===== Provided information =====
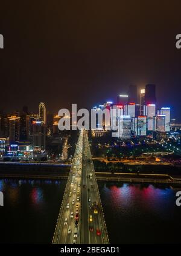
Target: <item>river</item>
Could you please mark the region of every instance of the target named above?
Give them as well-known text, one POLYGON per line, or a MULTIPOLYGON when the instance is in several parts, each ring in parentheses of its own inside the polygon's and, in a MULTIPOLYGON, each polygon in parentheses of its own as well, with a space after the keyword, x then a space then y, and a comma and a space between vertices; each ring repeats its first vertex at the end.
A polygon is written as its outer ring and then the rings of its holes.
MULTIPOLYGON (((1 243, 50 243, 66 180, 0 180, 1 243)), ((178 189, 99 182, 111 243, 180 243, 178 189)))

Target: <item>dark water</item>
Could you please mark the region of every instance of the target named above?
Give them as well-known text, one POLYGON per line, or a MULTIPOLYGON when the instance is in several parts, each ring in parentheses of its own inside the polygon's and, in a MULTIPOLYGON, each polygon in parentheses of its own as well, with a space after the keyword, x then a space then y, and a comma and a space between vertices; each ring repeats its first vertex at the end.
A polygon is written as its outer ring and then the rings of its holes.
POLYGON ((180 189, 100 182, 110 243, 181 243, 180 189))
POLYGON ((0 242, 51 243, 66 183, 0 180, 0 242))
MULTIPOLYGON (((66 181, 0 180, 0 243, 51 243, 66 181)), ((99 182, 111 243, 180 243, 179 189, 99 182)), ((181 190, 181 189, 180 189, 181 190)))

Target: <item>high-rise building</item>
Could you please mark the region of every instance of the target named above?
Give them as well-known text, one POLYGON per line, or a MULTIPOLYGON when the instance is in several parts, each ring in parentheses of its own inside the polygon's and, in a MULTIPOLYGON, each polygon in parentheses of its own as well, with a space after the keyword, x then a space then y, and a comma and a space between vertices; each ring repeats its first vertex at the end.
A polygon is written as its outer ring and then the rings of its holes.
POLYGON ((132 118, 132 135, 137 136, 138 134, 138 117, 132 118))
POLYGON ((147 130, 153 131, 153 117, 156 114, 155 104, 144 105, 144 115, 147 116, 147 130))
POLYGON ((119 94, 117 97, 117 103, 119 105, 125 105, 129 102, 129 96, 127 94, 119 94))
POLYGON ((116 130, 116 128, 118 126, 119 118, 121 116, 123 116, 123 106, 122 105, 112 105, 110 107, 110 123, 112 130, 116 130))
POLYGON ((7 138, 0 138, 0 153, 4 154, 5 151, 5 147, 8 144, 8 140, 7 138))
POLYGON ((128 91, 129 102, 137 103, 137 86, 130 85, 128 91))
POLYGON ((45 104, 43 102, 40 102, 39 104, 39 117, 41 119, 41 120, 43 122, 44 125, 46 125, 46 107, 45 104))
POLYGON ((162 133, 165 131, 165 115, 157 114, 154 117, 153 130, 162 133))
POLYGON ((24 106, 23 112, 24 113, 24 114, 28 114, 28 108, 27 106, 24 106))
POLYGON ((118 137, 130 139, 132 133, 132 119, 130 116, 121 116, 119 119, 118 137))
POLYGON ((135 116, 140 116, 140 104, 135 104, 135 116))
POLYGON ((141 89, 140 90, 140 116, 144 115, 144 106, 145 102, 145 90, 141 89))
POLYGON ((129 102, 124 106, 124 115, 135 117, 135 103, 129 102))
POLYGON ((19 140, 20 138, 20 117, 11 116, 8 117, 10 122, 10 142, 19 140))
POLYGON ((145 105, 155 104, 156 102, 156 85, 153 84, 146 85, 145 93, 145 105))
POLYGON ((45 125, 43 121, 33 121, 33 147, 34 151, 45 150, 45 125))
POLYGON ((138 117, 138 136, 145 136, 147 135, 147 117, 139 116, 138 117))
POLYGON ((59 133, 59 129, 58 127, 59 121, 61 117, 56 115, 54 116, 53 117, 53 126, 52 126, 52 133, 53 134, 56 134, 59 133))
POLYGON ((170 131, 170 108, 162 108, 160 114, 165 116, 165 131, 169 132, 170 131))

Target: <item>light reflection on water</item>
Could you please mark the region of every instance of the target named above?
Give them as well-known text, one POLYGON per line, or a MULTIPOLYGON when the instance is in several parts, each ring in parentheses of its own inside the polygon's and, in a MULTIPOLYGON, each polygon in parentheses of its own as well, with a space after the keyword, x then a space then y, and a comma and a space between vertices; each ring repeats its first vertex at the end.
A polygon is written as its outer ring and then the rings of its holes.
POLYGON ((112 243, 180 243, 178 189, 107 182, 98 185, 112 243))
MULTIPOLYGON (((1 242, 51 243, 66 183, 0 180, 4 194, 1 242)), ((180 243, 178 189, 107 182, 99 182, 98 186, 111 243, 180 243)))
POLYGON ((0 180, 0 243, 51 243, 66 180, 0 180))

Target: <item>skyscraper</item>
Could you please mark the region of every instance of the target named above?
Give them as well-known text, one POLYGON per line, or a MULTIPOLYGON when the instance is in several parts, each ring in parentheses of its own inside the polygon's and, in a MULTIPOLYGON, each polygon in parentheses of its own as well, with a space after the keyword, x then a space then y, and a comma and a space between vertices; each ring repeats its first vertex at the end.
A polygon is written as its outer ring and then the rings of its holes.
POLYGON ((137 103, 137 87, 135 85, 130 85, 128 91, 129 102, 137 103))
POLYGON ((156 85, 154 84, 148 84, 145 86, 145 105, 155 104, 156 98, 156 85))
POLYGON ((43 121, 33 121, 33 146, 34 151, 45 149, 45 125, 43 121))
POLYGON ((119 118, 121 116, 123 116, 123 106, 122 105, 112 105, 110 107, 110 123, 112 129, 116 130, 118 126, 119 118))
POLYGON ((121 116, 119 119, 118 137, 130 139, 132 133, 132 119, 130 116, 121 116))
POLYGON ((43 122, 44 125, 46 125, 46 107, 43 102, 40 102, 39 104, 39 117, 43 122))
POLYGON ((127 94, 119 94, 117 97, 117 103, 125 105, 129 102, 129 96, 127 94))
POLYGON ((154 117, 153 130, 155 131, 164 133, 165 131, 165 115, 157 114, 154 117))
POLYGON ((147 135, 147 117, 139 116, 138 117, 138 136, 145 136, 147 135))
POLYGON ((145 90, 141 89, 140 90, 140 116, 144 115, 144 106, 145 102, 145 90))
POLYGON ((153 117, 156 114, 155 104, 148 104, 144 105, 144 116, 147 116, 147 130, 148 131, 153 130, 153 117))
POLYGON ((11 116, 8 117, 10 121, 10 142, 19 140, 20 117, 11 116))
POLYGON ((164 107, 160 110, 160 114, 165 116, 165 131, 170 131, 170 108, 164 107))
POLYGON ((130 116, 131 117, 135 117, 135 103, 130 102, 124 106, 124 114, 130 116))

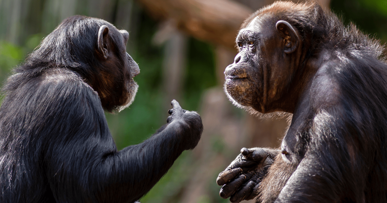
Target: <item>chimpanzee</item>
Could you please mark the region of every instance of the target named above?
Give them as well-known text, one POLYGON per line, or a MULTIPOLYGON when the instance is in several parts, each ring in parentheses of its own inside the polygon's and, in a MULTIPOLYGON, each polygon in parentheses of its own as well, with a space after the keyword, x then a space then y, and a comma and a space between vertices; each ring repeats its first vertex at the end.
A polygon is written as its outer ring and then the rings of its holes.
POLYGON ((117 150, 104 109, 122 109, 137 92, 128 37, 73 16, 15 68, 0 107, 0 202, 134 202, 196 145, 200 117, 174 100, 167 124, 117 150))
POLYGON ((387 63, 379 42, 314 1, 258 10, 236 42, 224 72, 230 100, 253 114, 292 117, 279 148, 241 150, 217 179, 221 196, 387 202, 387 63))

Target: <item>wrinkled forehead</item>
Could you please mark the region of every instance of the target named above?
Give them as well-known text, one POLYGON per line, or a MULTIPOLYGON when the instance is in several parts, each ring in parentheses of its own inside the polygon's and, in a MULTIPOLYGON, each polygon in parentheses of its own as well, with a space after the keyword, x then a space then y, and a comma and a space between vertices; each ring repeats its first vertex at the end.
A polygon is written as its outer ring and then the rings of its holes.
POLYGON ((261 14, 253 19, 247 24, 246 27, 241 29, 238 34, 238 37, 243 37, 247 35, 253 34, 254 33, 261 33, 262 32, 267 32, 268 29, 271 29, 270 27, 275 24, 273 24, 274 22, 272 19, 272 15, 269 14, 261 14))

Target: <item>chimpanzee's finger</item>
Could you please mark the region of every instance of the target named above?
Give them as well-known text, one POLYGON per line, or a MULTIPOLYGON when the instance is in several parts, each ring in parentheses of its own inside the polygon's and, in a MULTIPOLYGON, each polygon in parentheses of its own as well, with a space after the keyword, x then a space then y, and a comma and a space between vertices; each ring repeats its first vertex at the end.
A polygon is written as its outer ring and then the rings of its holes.
POLYGON ((233 163, 231 163, 227 168, 231 169, 236 168, 243 168, 257 165, 257 162, 248 159, 241 159, 239 161, 235 161, 233 163))
POLYGON ((223 186, 220 189, 219 195, 223 199, 228 198, 239 189, 245 180, 246 176, 244 175, 241 175, 229 183, 223 186))
POLYGON ((257 197, 257 196, 258 195, 258 188, 259 187, 260 185, 260 183, 258 183, 254 187, 254 188, 253 188, 253 191, 250 193, 250 195, 245 198, 245 200, 250 200, 257 197))
POLYGON ((230 198, 230 201, 233 203, 238 203, 244 200, 246 197, 250 196, 253 192, 255 184, 254 182, 249 181, 245 186, 238 190, 236 193, 230 198))
POLYGON ((168 116, 167 118, 167 123, 169 123, 170 121, 171 121, 171 119, 172 119, 172 117, 171 116, 168 116))
POLYGON ((182 107, 180 106, 180 104, 179 104, 179 102, 177 102, 177 101, 173 99, 171 102, 171 104, 172 104, 172 106, 173 107, 173 109, 179 109, 180 111, 182 111, 183 109, 182 107))
POLYGON ((257 162, 261 162, 267 157, 266 152, 260 148, 248 149, 243 147, 241 149, 241 154, 246 159, 252 159, 257 162))
POLYGON ((235 177, 241 172, 242 169, 240 168, 222 171, 216 179, 216 183, 218 185, 223 185, 235 177))

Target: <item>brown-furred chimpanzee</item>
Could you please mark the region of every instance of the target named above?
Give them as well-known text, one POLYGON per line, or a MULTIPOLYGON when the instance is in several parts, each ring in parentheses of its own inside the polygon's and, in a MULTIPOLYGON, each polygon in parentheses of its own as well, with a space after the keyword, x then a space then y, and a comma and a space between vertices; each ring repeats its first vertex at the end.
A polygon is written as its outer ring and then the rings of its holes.
POLYGON ((132 203, 196 145, 200 117, 174 100, 167 124, 117 150, 104 109, 122 110, 137 92, 128 37, 70 17, 14 70, 0 107, 0 202, 132 203))
POLYGON ((293 114, 277 149, 243 148, 217 182, 232 202, 387 202, 387 65, 377 40, 314 2, 241 26, 224 72, 235 105, 293 114))

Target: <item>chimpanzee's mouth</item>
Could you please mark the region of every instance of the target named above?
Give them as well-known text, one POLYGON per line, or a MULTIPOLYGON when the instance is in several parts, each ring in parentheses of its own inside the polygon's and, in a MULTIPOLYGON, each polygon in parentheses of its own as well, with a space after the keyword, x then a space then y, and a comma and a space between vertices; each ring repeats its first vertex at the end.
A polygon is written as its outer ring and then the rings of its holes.
POLYGON ((227 77, 226 77, 226 79, 229 79, 233 80, 241 80, 242 79, 247 79, 247 77, 246 76, 243 77, 243 76, 238 76, 238 75, 235 75, 235 76, 228 75, 227 77))

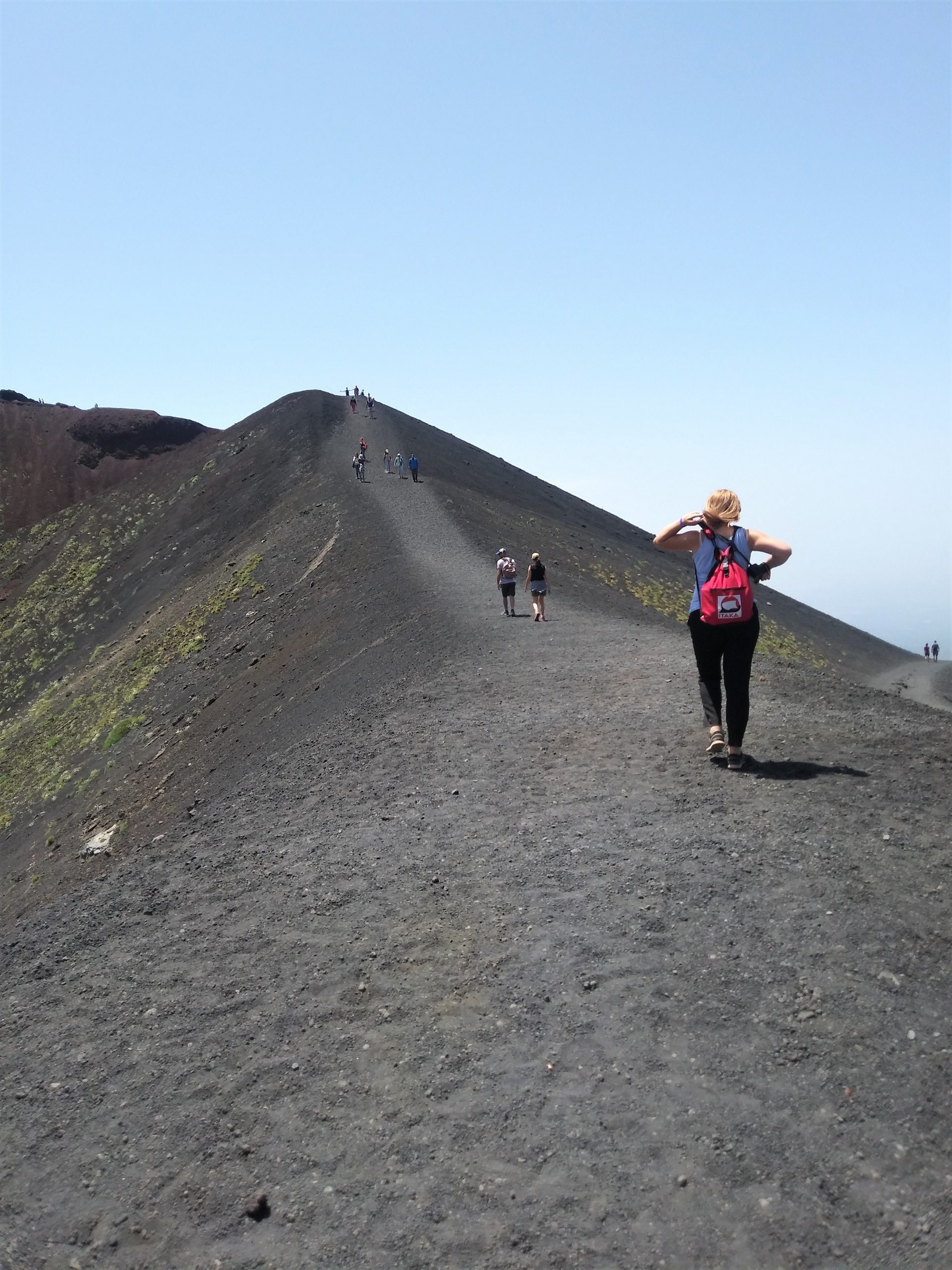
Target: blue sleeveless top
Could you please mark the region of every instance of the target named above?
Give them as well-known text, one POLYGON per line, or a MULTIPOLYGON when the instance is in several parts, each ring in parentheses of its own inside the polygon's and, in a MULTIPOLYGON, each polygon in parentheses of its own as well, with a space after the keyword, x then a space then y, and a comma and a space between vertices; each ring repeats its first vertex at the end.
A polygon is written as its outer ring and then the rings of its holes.
MULTIPOLYGON (((701 546, 693 555, 694 560, 694 594, 691 597, 691 608, 688 608, 688 617, 701 608, 701 594, 699 587, 702 582, 707 582, 713 569, 715 554, 713 542, 708 536, 701 531, 701 546)), ((730 538, 722 538, 720 533, 715 533, 715 542, 721 551, 726 551, 731 545, 730 538)), ((750 547, 748 546, 748 531, 743 526, 737 526, 737 531, 734 535, 734 555, 737 564, 746 569, 750 565, 750 547)))

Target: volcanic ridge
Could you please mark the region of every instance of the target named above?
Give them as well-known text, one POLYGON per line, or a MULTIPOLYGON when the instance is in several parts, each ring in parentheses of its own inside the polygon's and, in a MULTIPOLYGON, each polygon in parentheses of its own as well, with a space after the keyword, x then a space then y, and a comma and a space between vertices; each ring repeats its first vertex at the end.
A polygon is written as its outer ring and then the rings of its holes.
POLYGON ((729 775, 645 531, 0 398, 0 1265, 948 1264, 943 667, 762 585, 729 775))

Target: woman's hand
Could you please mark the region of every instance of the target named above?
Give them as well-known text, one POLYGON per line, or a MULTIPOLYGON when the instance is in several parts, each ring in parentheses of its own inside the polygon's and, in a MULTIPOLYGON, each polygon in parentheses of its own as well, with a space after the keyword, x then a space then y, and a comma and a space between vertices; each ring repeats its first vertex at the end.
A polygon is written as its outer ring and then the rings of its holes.
POLYGON ((691 512, 688 516, 682 516, 680 519, 671 521, 656 535, 655 546, 663 551, 697 551, 701 545, 701 535, 694 526, 703 525, 703 512, 691 512), (682 533, 684 528, 689 528, 691 532, 682 533))

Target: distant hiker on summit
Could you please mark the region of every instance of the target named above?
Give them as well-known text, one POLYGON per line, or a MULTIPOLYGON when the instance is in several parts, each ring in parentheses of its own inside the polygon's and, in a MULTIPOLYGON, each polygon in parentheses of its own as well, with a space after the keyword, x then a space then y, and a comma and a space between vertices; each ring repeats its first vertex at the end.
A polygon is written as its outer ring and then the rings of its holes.
POLYGON ((515 560, 505 547, 496 551, 496 587, 503 593, 503 616, 515 617, 515 560), (513 607, 509 608, 512 599, 513 607))
POLYGON ((526 585, 522 589, 532 594, 532 607, 536 611, 536 616, 532 618, 533 622, 545 621, 548 579, 546 578, 546 566, 538 558, 538 551, 532 552, 529 568, 526 570, 526 585))
POLYGON ((760 617, 750 582, 763 582, 770 569, 786 564, 791 549, 759 530, 735 525, 740 499, 730 489, 716 489, 703 512, 692 512, 668 525, 655 538, 663 551, 691 551, 694 556, 694 594, 688 629, 694 645, 701 705, 711 730, 707 753, 725 747, 721 723, 721 660, 727 697, 727 767, 744 767, 744 733, 750 715, 750 664, 760 634, 760 617), (768 559, 750 563, 751 551, 768 559))

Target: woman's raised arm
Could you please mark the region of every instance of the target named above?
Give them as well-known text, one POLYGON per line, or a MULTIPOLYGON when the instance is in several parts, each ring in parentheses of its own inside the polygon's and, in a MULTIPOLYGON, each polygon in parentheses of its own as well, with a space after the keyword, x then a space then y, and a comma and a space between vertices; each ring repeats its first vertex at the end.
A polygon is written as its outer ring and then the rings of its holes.
POLYGON ((703 519, 703 512, 692 512, 691 516, 682 516, 680 519, 671 521, 670 525, 665 525, 660 533, 655 535, 655 546, 663 551, 697 551, 701 546, 701 535, 691 527, 702 525, 703 519), (682 530, 687 528, 691 528, 691 532, 682 533, 682 530))

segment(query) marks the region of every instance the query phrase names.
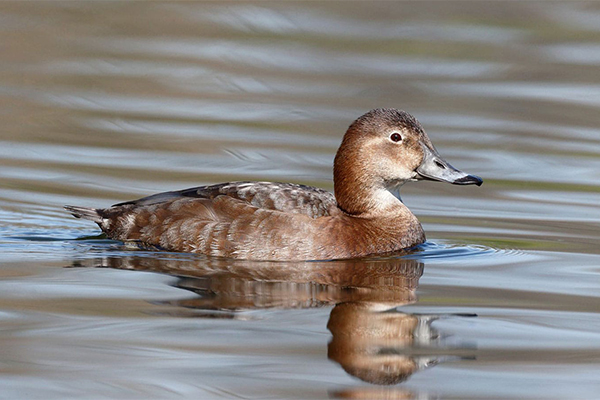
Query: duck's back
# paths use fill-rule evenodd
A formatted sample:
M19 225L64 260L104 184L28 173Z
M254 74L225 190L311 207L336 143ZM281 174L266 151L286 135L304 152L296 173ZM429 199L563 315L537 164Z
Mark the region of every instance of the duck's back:
M335 215L340 210L334 195L323 189L293 183L229 182L211 186L158 193L139 200L115 204L112 207L144 207L172 202L178 199L208 199L228 196L256 208L291 214L305 214L311 218Z
M342 214L330 192L271 182L199 186L105 209L67 209L93 220L112 239L254 259L305 258L315 250L299 241L316 235L314 221Z

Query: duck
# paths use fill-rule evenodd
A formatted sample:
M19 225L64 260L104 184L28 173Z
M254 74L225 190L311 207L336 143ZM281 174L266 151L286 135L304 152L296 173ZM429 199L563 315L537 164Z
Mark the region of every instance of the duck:
M240 181L108 208L64 208L98 224L108 238L142 248L245 260L350 259L425 242L421 223L399 195L406 182L421 180L483 183L444 160L411 114L378 108L348 127L333 162L333 193Z

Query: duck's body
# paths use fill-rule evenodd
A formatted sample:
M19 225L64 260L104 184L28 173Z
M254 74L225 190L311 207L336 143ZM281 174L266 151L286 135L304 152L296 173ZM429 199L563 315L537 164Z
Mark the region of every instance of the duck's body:
M441 176L432 176L435 168ZM335 197L303 185L232 182L105 209L65 208L112 239L164 250L255 260L353 258L425 241L417 218L392 194L416 179L481 184L443 161L412 116L378 109L344 136L334 163Z

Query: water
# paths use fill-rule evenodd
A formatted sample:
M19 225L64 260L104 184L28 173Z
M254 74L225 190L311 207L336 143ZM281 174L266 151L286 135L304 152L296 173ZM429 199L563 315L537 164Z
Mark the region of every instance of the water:
M1 3L0 397L596 398L600 5ZM332 189L398 107L481 188L407 184L404 256L131 250L64 204Z

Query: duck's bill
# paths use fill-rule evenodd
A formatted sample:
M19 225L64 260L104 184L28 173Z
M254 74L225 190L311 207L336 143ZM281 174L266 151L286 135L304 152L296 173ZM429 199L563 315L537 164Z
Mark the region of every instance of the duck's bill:
M483 180L475 175L466 174L452 165L437 154L437 151L431 150L423 145L425 156L423 162L417 168L417 180L433 180L448 182L454 185L477 185L481 186Z

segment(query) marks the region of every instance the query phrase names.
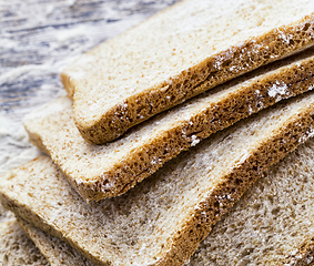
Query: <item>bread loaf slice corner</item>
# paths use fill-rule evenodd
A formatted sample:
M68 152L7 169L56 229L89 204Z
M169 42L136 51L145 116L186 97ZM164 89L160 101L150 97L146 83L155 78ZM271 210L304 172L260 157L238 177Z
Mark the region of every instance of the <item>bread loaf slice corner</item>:
M62 98L26 119L31 141L85 201L121 195L182 151L274 103L314 86L314 49L260 68L130 130L105 145L84 141Z
M311 0L185 0L83 54L62 81L103 144L186 99L313 44Z
M0 198L98 265L182 265L270 165L313 134L314 93L182 153L122 196L88 205L47 156L3 175Z
M312 137L246 191L186 266L313 265L313 195Z
M14 218L0 223L0 264L8 266L49 265Z
M48 235L19 217L17 221L51 266L94 266L59 238Z

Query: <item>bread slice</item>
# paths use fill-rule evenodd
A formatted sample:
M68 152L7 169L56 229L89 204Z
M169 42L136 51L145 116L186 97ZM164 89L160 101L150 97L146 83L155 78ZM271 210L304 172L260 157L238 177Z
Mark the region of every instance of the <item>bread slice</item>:
M49 263L13 218L0 223L0 265L43 266Z
M205 90L312 45L312 0L185 0L64 69L82 136L102 144Z
M84 141L74 125L71 102L64 99L37 111L40 117L30 117L24 125L82 197L99 201L125 193L212 133L312 90L313 69L314 49L308 49L191 99L103 146Z
M19 225L26 234L33 241L51 266L93 266L94 264L81 256L75 249L36 228L30 223L18 218Z
M308 265L314 262L314 139L271 166L222 217L186 266ZM29 223L34 243L53 246L58 258L71 247ZM70 258L71 259L71 258ZM78 262L79 263L79 262ZM60 264L62 265L62 264ZM79 265L71 263L67 265Z
M186 265L312 265L313 195L312 137L244 194Z
M120 197L88 205L48 156L1 178L2 204L98 265L182 265L270 165L314 129L314 92L182 153Z

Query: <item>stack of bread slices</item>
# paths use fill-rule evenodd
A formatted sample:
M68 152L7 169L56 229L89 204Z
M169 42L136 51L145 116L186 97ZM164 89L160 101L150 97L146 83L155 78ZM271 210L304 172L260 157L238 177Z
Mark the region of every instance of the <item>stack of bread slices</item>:
M185 0L82 54L1 176L2 264L314 265L312 45L312 0Z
=====
### What is expected
Please reproduce the records from the line containing "Target: woman's raised arm" through the line containing "POLYGON ((703 519, 703", both included, swapping "raised" for "lifted" and leaving everything else unchanged.

### Complete answer
Target: woman's lifted arm
Could you please mark the region of every instance of the target named above?
Give them as well-known text, one POLYGON per line, or a MULTIPOLYGON when the instance is in several parts, each ring in parentheses of its own inside the polygon's and, in a MULTIPOLYGON, each polygon in parentheses of its own as well, with a space after the keyword, x then a space then y, and a comma and a space between vertices; each ring repeats its first vertex at the end.
A polygon is written as its outer ring and then the rings of its holes.
POLYGON ((703 519, 703 512, 692 512, 691 516, 682 516, 680 519, 671 521, 670 525, 665 525, 660 533, 655 535, 655 546, 663 551, 697 551, 701 546, 701 535, 691 527, 702 525, 703 519), (682 530, 687 528, 691 528, 691 532, 682 533, 682 530))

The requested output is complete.